• **Short problem 1**: List every institution or student organization named in the article about The Civil Debate Wall.
• **Short problem 2**: Pick up the article about The Civil Debate Wall after its final sentence and extend it by a few paragraphs.

• **Text shown**:
** Start **

The five flat-screen panels that form The Civil Debate Wall flashed with orange and blue banners and the question “Is Occupy Wall Street the Civil Rights Movement of our time?”

Logan Clark, 21, paused to type his answer as he would on an oversized iPad. “Unlike the civil rights movement,” he typed, “I believe that the number of people that support the occupy movement cannot make a similar impression.”

“The Wall,” a series of interactive and interconnected touch-screen panels, poses questions regarding pressing public policy issues. The social media tool was developed at the Bob Graham Center for Public Service at the University of Florida in an effort to create a platform for students to engage in civil debate about critical issues.

Clark, a mechanical engineering senior, was studying in Pugh Hall when he decided to answer the question. His response is now posted along with the responses of more than 100 other participants.

Clark said he’s never seen anything like The Wall. He felt that the chance to use the touch panels to enter responses and the five massive screens would get the attention of other students as well.

Sabin Ciocan, president of the Public Service Council, the student group behind creating and monitoring The Wall, said he felt its innovative look was one of its strong points.

“I think the student response will be, ‘Wow, this is a really cool thing’ as far as technology,” he said. “It’s been compared to the ‘Bourne Identity’ or the CNN Magic Screen.”

Another aspect in its favor is the large photographs attached to the comments. Everyone who answers the question in Pugh Hall will have a photo snapped through a high-powered digital camera.

“I think the biggest thing to get from The Wall is probably the fact that you get to communicate and actually see the person you’re debating with and actually put a face to it,” said Ciocan, a 21-year-old senior majoring in history and political science.

** End **

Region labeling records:
** Start **

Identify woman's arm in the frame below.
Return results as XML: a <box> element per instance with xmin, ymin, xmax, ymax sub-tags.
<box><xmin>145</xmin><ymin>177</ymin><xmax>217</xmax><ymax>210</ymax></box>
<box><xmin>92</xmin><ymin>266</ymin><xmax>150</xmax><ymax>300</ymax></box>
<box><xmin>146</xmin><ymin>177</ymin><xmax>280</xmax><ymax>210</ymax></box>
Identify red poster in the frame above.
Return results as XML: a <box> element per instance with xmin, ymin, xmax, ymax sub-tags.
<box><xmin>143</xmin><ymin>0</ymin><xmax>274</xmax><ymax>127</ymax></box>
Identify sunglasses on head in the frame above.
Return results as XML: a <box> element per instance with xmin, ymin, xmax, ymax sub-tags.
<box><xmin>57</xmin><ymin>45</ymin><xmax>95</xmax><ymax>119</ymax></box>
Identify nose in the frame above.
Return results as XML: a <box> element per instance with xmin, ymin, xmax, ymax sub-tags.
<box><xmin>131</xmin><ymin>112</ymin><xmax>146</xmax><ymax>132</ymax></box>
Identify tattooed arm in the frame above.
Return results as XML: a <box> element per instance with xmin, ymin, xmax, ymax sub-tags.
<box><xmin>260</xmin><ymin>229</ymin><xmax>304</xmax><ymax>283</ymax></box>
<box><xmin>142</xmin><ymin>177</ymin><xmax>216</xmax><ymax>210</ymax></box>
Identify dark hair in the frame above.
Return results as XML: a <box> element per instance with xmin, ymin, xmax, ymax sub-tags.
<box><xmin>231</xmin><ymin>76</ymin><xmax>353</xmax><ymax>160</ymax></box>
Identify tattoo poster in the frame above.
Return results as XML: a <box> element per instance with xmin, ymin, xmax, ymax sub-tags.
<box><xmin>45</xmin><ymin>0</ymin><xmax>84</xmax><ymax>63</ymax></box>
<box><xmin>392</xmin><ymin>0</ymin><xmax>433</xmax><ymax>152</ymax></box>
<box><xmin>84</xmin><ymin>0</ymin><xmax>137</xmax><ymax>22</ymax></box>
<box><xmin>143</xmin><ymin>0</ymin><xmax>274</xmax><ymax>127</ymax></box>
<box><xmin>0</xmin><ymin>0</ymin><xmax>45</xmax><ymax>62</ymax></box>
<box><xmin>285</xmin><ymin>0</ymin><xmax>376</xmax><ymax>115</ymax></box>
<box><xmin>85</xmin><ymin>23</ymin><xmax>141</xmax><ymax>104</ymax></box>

** End **

• **Expected output 1**:
Bob Graham Center for Public Service
University of Florida
Public Service Council

• **Expected output 2**:
During testing, comments were more inflammatory when people could hide behind an anonymous username, he said. Having faces for the people engaged in the debate made it more personal.

Students in the Public Service Council monitor The Wall. They create the questions and police it for inappropriate use or comments. The questions they generate range from timeless questions such as whether citizens should vote to pertinent questions surrounding events and speakers coming to the Bob Graham Center, Ciocan said.

One such event, at 6 p.m. Jan. 20 in the Pugh Ocora, will be “The Poverty Tour: A Call to Conscience,” hosted by PBS talk show host Tavis Smiley and Princeton professor Cornel West. They posed the current question regarding the Occupy Wall Street Movement and will lead a discussion on poverty in America and examine possible solutions.

The Wall officially launches from 5 to 7 p.m. Jan. 25. The event includes a student party with free food and the chance to win Target and Starbucks gift cards.

Ciocan said he hopes students will visit The Wall, which also can be accessed through a mobile device, as regularly as “picking up the Alligator.”